→ **What needs to be done**: Render the entries in the stretch from the line containing "Where can the striped" through the line containing "point(527, 218)" as a two-column CSV with the headers text and answer, one row per entry. Put each entry's text and its answer in one quoted field apiece, replacing line breaks with spaces.

Start Records for the task

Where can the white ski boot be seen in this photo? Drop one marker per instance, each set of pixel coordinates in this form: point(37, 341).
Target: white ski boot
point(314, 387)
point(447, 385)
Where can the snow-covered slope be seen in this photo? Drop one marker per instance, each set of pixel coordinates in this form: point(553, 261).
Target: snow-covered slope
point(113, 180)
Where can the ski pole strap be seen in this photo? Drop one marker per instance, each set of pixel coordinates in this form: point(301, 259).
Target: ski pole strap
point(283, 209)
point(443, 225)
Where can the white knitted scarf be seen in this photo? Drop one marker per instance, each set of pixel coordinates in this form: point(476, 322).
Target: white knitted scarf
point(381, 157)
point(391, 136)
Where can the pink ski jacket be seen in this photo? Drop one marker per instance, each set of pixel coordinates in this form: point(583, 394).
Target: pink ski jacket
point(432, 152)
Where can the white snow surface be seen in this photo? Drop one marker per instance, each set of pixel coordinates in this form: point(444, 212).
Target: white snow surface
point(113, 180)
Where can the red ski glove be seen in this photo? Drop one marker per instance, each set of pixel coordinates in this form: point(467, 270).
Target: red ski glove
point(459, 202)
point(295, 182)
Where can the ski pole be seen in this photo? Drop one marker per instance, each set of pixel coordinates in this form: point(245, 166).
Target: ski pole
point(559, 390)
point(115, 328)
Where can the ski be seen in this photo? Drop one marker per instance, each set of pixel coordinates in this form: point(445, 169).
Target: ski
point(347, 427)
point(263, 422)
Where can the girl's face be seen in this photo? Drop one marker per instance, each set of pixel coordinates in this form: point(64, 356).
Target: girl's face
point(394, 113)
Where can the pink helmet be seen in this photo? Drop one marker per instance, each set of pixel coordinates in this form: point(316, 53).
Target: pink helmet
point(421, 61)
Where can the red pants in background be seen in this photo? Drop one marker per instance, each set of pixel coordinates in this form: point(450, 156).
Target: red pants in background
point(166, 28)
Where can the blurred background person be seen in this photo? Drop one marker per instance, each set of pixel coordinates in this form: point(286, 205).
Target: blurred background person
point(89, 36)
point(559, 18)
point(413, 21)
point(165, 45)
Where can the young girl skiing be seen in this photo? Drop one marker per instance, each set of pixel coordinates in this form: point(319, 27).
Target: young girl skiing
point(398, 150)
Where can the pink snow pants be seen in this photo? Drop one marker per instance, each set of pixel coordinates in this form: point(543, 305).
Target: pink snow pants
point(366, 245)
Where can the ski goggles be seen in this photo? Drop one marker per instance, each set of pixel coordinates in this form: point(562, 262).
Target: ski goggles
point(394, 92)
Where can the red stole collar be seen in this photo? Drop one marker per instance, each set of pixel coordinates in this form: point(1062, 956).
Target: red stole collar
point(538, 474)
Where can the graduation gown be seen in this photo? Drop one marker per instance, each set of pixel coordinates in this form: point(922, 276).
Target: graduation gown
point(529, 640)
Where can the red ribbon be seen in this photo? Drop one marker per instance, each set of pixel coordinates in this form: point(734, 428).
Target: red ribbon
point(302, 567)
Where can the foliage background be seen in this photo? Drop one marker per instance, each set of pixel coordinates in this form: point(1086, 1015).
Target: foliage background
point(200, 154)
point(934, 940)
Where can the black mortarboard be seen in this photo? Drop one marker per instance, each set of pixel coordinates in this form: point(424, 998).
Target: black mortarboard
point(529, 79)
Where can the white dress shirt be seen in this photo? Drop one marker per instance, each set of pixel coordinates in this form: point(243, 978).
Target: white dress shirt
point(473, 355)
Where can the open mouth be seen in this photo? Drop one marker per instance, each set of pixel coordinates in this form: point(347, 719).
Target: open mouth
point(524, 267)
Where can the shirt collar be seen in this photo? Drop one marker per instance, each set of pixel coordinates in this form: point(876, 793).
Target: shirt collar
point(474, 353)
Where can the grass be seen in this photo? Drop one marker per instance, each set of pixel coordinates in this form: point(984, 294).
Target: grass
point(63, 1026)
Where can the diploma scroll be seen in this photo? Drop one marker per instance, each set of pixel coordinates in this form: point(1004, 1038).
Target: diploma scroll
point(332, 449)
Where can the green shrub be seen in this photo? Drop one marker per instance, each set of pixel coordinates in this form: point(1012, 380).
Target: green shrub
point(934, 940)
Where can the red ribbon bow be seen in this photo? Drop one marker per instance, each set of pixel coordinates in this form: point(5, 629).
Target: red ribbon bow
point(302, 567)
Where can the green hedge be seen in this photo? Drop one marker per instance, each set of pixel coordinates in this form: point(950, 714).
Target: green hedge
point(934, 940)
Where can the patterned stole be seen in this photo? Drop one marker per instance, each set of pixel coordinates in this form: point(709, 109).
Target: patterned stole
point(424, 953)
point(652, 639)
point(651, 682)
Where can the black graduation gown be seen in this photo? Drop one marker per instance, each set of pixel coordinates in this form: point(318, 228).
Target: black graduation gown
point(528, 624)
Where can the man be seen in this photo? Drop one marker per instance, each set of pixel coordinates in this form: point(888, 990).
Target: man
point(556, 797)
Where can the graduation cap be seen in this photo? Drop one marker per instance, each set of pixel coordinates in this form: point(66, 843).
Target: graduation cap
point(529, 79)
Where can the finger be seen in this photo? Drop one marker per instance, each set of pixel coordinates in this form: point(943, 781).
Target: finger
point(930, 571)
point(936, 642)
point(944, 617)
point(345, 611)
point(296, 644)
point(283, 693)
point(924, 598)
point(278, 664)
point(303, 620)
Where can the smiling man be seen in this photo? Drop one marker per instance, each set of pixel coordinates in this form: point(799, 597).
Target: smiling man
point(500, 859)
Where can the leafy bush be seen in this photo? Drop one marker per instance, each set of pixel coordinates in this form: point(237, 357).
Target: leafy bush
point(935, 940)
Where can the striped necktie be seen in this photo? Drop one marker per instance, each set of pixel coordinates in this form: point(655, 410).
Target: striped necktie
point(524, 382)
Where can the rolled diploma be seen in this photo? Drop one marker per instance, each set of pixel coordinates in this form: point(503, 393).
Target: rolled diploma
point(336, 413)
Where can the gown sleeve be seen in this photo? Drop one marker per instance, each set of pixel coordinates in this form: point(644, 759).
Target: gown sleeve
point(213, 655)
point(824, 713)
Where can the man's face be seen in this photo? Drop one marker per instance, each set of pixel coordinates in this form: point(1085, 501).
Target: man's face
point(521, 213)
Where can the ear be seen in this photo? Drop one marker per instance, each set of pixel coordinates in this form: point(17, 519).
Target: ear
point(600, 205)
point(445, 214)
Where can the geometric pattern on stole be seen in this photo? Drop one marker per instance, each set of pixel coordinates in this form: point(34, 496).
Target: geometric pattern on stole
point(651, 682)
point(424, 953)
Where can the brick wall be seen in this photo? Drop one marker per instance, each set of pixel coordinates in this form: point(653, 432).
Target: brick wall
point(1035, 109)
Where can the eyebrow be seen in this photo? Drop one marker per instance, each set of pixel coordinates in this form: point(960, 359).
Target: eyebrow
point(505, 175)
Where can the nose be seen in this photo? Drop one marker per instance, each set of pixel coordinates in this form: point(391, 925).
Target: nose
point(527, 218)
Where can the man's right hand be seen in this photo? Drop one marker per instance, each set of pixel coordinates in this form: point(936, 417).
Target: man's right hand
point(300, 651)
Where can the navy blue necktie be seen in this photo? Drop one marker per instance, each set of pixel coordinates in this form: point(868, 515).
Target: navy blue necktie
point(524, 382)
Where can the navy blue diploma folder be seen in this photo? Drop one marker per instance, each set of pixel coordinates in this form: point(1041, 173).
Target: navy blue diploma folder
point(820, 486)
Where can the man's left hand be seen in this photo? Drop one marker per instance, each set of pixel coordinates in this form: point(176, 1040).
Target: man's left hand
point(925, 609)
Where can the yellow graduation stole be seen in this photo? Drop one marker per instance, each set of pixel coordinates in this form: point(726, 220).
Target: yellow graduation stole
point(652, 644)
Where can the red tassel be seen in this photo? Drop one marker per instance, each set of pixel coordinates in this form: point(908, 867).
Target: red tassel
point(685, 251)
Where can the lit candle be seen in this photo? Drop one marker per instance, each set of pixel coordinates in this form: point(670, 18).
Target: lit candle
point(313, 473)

End Records for the task

→ **Answer to this problem**:
text,answer
"Where can the striped necktie be seen in this photo? Drop one marker per instance, each set of pixel coordinates in this form: point(655, 410). Target: striped necktie","point(524, 382)"
"Where can the rolled diploma be seen in this photo? Drop one marker per instance, each set of pixel coordinates in this form: point(503, 393). Target: rolled diploma","point(336, 413)"
"Where can the gown sleeve be seen in this photo? Drop one marker per instance, each set of pixel coordinates in this form: point(644, 759). Target: gown sleeve","point(213, 655) point(824, 713)"
"Where can the man's face be seen in this photo? Drop one marker per instance, each set of pixel coordinates in this form: point(1085, 501). Target: man's face","point(521, 213)"
"Where can the ear be seen in this photo? Drop one marker per instance, each set of pixel coordinates in this form: point(17, 519). Target: ear","point(600, 205) point(445, 214)"
"Where can the geometric pattern on stole be seen in this photo? Drop one marker per instance, each set of pixel coordinates in this form: point(34, 496). Target: geometric pattern on stole","point(651, 682) point(424, 953)"
"Where can the brick wall be seen in this photo? Drop one marker per instance, each set of pixel coordinates in this form: point(653, 432). Target: brick wall","point(1035, 109)"
"Where can the eyebrow be seen in this photo? Drop one marker per instance, each set of pixel coordinates in this form: point(960, 359). Target: eyebrow","point(505, 175)"
"Where can the nose be seen in this photo? Drop one marker per instance, each set of pixel coordinates in this form: point(391, 925). Target: nose","point(527, 218)"